**Given request:**
In the records below, find the line containing "the white cloud"; copy exactly that line and all lines after it to the end, and nothing else.

**Location annotation dataset excerpts:**
------------------------------

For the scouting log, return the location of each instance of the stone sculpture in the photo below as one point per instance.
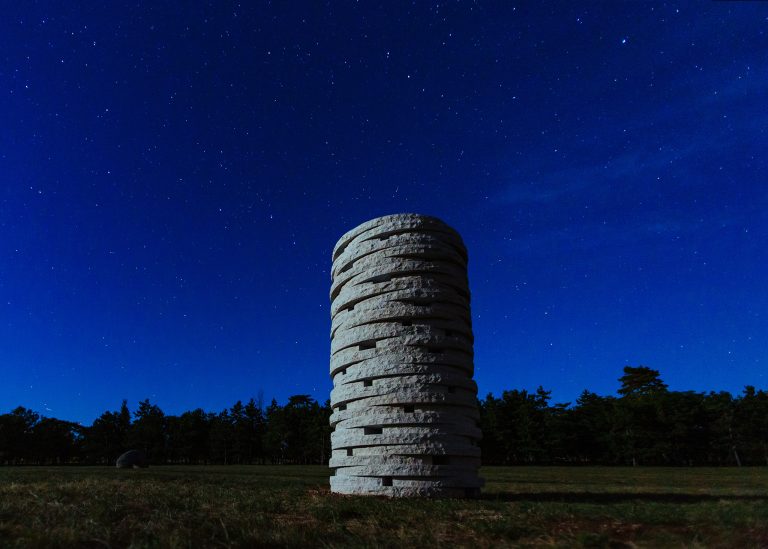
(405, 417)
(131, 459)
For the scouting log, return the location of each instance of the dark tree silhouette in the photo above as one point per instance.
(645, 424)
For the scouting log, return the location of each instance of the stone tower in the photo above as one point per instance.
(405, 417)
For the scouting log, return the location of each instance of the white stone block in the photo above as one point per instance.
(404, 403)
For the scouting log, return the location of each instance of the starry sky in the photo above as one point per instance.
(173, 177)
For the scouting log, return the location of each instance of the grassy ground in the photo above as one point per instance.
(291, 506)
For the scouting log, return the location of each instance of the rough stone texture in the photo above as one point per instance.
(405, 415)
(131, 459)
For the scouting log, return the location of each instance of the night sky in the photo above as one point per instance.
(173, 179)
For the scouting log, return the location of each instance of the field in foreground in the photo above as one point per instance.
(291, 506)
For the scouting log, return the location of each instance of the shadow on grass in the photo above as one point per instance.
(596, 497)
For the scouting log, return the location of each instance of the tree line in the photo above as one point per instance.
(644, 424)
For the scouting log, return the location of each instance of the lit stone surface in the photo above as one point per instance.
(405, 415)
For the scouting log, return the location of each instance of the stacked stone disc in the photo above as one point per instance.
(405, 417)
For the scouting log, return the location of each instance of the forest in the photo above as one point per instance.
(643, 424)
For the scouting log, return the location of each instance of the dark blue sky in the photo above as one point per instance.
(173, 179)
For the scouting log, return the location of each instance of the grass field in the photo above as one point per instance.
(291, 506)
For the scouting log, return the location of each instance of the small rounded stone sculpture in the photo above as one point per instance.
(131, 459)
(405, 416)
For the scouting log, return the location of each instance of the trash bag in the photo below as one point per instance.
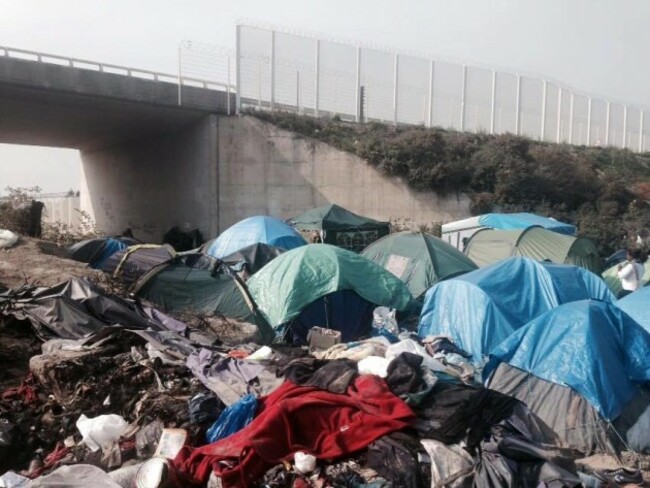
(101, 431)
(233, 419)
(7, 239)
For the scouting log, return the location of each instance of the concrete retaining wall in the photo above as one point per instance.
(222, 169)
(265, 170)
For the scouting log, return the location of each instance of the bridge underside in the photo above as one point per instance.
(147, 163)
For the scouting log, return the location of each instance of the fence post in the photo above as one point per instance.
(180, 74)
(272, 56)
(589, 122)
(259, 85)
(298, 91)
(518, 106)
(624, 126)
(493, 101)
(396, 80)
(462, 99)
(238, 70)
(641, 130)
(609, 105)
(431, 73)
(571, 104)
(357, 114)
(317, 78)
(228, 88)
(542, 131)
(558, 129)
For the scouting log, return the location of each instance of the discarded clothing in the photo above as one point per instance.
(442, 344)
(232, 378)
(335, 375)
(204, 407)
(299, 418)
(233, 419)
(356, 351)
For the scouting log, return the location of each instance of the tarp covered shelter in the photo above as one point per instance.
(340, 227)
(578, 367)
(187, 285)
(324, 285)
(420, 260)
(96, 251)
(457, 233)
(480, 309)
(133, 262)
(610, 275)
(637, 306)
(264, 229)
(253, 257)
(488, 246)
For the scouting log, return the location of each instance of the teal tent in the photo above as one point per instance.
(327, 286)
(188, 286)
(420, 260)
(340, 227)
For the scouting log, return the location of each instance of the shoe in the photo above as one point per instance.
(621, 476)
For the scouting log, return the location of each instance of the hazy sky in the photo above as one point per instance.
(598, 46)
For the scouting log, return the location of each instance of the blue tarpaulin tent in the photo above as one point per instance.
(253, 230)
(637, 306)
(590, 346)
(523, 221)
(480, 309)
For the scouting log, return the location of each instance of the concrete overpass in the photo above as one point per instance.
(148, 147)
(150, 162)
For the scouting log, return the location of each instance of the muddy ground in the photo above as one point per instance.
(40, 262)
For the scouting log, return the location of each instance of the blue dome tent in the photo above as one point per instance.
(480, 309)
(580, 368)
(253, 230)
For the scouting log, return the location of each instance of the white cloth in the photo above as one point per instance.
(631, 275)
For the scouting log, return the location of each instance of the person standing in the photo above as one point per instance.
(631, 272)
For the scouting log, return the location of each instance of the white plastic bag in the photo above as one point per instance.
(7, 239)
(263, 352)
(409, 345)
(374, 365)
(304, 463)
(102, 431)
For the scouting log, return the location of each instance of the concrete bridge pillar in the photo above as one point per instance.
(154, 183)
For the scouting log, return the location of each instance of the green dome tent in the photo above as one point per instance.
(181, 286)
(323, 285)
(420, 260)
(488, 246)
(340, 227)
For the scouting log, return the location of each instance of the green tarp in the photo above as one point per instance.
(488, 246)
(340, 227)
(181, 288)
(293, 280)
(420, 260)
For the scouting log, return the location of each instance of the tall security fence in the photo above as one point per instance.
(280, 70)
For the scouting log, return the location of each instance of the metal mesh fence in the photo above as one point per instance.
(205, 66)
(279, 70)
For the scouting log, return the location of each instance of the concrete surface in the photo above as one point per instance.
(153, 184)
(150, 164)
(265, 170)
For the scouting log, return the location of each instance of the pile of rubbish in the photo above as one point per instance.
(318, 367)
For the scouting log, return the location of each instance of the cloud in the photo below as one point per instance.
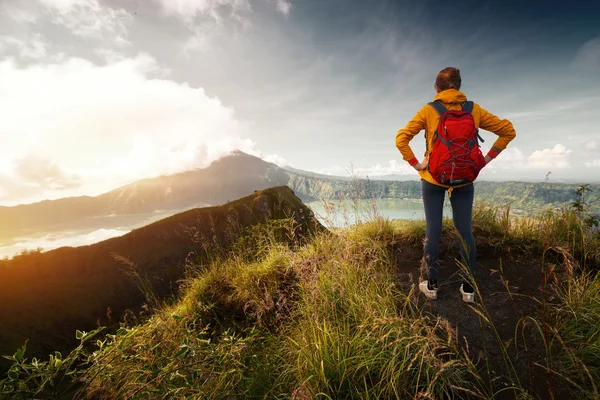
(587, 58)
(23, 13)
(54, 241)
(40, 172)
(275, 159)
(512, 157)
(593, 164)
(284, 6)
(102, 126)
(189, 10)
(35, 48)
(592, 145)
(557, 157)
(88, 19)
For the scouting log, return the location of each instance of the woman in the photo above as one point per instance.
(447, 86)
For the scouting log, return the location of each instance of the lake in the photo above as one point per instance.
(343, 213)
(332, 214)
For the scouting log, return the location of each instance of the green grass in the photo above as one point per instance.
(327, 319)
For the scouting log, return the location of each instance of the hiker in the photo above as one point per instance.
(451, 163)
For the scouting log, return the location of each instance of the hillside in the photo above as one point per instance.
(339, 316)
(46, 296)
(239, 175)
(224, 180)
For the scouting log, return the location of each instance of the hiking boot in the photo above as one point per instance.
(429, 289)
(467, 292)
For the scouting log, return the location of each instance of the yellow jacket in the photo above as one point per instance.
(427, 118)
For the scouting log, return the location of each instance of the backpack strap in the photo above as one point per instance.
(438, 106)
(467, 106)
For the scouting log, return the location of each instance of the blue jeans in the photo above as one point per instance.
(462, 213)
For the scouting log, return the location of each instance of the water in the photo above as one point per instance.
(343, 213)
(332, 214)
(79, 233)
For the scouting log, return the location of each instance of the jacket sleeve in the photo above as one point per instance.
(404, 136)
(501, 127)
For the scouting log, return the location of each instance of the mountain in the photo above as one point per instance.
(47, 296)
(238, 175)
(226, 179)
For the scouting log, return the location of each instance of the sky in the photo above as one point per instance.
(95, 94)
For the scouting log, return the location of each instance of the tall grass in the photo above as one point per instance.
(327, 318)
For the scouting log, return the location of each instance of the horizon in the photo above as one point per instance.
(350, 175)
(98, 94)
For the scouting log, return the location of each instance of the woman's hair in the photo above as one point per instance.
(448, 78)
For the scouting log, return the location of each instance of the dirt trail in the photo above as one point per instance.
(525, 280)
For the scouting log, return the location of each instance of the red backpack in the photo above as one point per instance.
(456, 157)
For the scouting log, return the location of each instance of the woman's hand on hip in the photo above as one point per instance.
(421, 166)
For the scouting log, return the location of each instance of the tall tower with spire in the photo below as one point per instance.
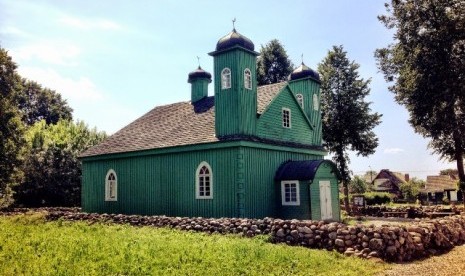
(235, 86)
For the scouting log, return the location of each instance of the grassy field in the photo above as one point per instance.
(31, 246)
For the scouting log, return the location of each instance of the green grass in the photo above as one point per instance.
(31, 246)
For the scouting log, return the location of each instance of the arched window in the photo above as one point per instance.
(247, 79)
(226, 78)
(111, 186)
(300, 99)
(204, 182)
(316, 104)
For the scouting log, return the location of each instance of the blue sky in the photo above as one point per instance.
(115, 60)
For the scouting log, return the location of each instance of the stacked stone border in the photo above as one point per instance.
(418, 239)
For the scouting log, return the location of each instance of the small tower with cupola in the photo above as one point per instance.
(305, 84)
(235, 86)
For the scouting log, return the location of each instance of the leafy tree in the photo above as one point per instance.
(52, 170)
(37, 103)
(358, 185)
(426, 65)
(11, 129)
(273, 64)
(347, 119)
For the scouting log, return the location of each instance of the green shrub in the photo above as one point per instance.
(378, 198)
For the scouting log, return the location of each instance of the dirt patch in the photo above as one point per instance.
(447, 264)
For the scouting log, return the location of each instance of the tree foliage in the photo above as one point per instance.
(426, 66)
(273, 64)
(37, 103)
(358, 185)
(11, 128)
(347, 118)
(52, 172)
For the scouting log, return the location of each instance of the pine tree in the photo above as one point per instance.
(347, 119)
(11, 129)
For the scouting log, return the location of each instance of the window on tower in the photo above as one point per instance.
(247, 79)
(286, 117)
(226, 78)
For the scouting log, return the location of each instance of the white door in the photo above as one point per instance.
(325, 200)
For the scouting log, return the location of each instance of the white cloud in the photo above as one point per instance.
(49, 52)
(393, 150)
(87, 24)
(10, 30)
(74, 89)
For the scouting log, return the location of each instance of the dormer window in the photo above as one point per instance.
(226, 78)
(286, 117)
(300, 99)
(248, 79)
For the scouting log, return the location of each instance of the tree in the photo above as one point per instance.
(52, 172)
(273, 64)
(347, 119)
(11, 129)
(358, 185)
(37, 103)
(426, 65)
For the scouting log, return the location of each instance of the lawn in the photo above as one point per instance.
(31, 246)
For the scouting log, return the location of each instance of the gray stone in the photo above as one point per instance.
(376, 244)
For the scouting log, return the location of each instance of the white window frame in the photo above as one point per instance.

------------------------------

**Answer below:**
For the scouting log, return the location of each instance of the white cloud in the photo above as one point per instance.
(49, 52)
(393, 150)
(87, 24)
(10, 30)
(74, 89)
For the scouting log, return the location of each instance of the dormer window in the photo above as one point per instance.
(226, 78)
(286, 117)
(300, 99)
(248, 79)
For the scouting log, return the location of each instance of the tree in the photo above as one point per instance.
(52, 172)
(273, 64)
(347, 119)
(11, 129)
(358, 185)
(37, 103)
(426, 65)
For the scouting log, return the location of each instance of the lawn in the photo above as one point per instance.
(31, 246)
For the scouting log, return the location of each instance of the gray stone in the photo above as one point per instance.
(376, 244)
For the scouting log, return the location of each instance of the white window frame in the photo above as one point per instance.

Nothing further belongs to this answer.